**Extract provided:**
◇ ◇ ◇ ◇
Vice Magazine cover by Shintaro Kago
 

i've explained this on social media before, but the artist name "ella guro" is kind of a portmanteau of two things: the song "Ella Guru" by Captain Beefheart and "ero guro", the Japanese art style (there is also a visual artist who goes by "ella guru" but i don't really know anything about her). i adopted this name around age 22 and didn't put a great deal of thought into it initially. eventually the idea of an underground cult arty pop singer character, a sort of inversion of Lady Gaga (same number of letters and syllables) who had an explicit surreal body horror theme formed in my head. i am a mild Lady Gaga fan, but i think it always bothered me that she wasn't actually a trans woman like the initial right-wing scaremongering about her suggested, or that her music wasn't nearly as far-out as her sometime choices in outfits.

to be honest i've always been surprised that ero guro and artists like Shintaro Kago didn't become a more mainstream thing in pop culture in general. it seems pretty much just as subcultural now as 15 years ago. i liked that imagery. not just because it pleases my inner edgelord or whatever, but also that i personally identified with the surreal body horror aspect of this as someone who had just begun processing child sexual abuse and transitioning for the first time. and outside of that, i literally had someone assign the famous Shintaro Kago Vice Magazine cover to my artist profile prior to transitioning on Last.fm without me doing anything, which is how i found out about any of this in the first place. so i felt like an identity that was given to me in some way.

of course, that concept i had for this sort of musical artist never really got realized, and i just adapted it as a general alias. i'm not sure i'd ever be bold enough to figure out how to make this sort of character work in performances in person. maybe the idea i had in my head at the time was a bit shallow and one-dimensional anyway. and assuming a weird username are the sort of things you do in normie world in order to keep some semblance of yourself still intact while your fantasy conception of yourself slowly fades into the background. and over time it was mostly just funny to still have a username referencing Captain Beefheart and ero guro in a lot of psuedo-respectable contexts where people would never get what the hell either of those things were. 

the biggest reason that whole pop project never got off the ground is i have had a massive amount of insecurity and confidence issues when it came to my voice, and performing in public in general, for a very long time. some of it was that i've always had issues with performance anxiety: i played a little piano and especially cello growing up, but i had a tendency to bomb auditions due to nervousness. when i did get into making music on the computer i stuck to instrumental music made on a DAW partly as a result of that - because it felt like it was the only space where i could control what i wanted to do, and make something sound like what i wanted it to be. and the idea of taking that DAW music outside into any other context just seemed completely inconceivable with my meager amount of resources and connections to the broader musical sphere.

the other part of all of this is that i was pretty terrified of being visible and my speaking/singing voice being scrutinized as not sufficiently "female" after i transitioned. maybe some of this was also my own  feeling of despair about not sounding sufficiently feminine to myself, whatever that means, as well. but i also felt i had way more to contribute than just being trans, and i didn't want that to be a focus of everything. the idea of my being getting reduced to that is quite frankly humiliating given all that i feel i have to contribute to the world (or really any trans person does, for that matter). i also just didn't even really understand who i was as a person until around age 30, so it was hard for me to make sense of a lot of the feelings i had about myself. so i just forged ahead on doing other stuff while i waited to somehow magically conjure the confidence to actually performing, someday, somehow, pushing that vocal stuff aside as a problem to deal with later. meanwhile time ticked on by, like it tends to do.
◇ ◇ ◇ ◇
**Data listing:**
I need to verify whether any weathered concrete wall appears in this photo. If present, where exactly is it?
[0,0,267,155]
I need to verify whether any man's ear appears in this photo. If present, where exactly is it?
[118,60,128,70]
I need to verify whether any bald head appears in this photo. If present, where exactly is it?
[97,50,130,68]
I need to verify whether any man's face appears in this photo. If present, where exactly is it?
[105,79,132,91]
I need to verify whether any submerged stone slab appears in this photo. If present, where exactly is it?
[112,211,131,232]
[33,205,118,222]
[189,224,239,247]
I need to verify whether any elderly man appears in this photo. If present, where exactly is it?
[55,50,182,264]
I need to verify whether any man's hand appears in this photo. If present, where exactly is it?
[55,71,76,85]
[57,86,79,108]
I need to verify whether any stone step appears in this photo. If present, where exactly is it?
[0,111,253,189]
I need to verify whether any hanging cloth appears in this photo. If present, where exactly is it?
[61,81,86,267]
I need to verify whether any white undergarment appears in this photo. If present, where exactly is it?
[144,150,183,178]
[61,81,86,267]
◇ ◇ ◇ ◇
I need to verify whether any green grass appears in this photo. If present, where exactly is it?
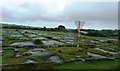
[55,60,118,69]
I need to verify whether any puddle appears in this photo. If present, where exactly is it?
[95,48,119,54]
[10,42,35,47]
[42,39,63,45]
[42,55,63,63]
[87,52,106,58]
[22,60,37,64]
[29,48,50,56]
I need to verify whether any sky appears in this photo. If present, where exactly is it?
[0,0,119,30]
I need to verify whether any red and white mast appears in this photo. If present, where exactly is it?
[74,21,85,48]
◇ ◇ ◇ ◇
**Given instruction:**
In the essay about the ella guro alias, please condense the paragraph beginning "the biggest reason that whole pop project" into two or three sentences that keep its main facts.

**Solution to the exercise:**
The pop project stalled mainly because of my long-standing insecurity about my voice and about performing in public. Performance anxiety made me bomb auditions when I played piano and cello growing up, so I stuck to instrumental music made on a DAW, the one space where I felt in control. With my limited resources and connections to the wider music world, taking that music into any other context seemed inconceivable.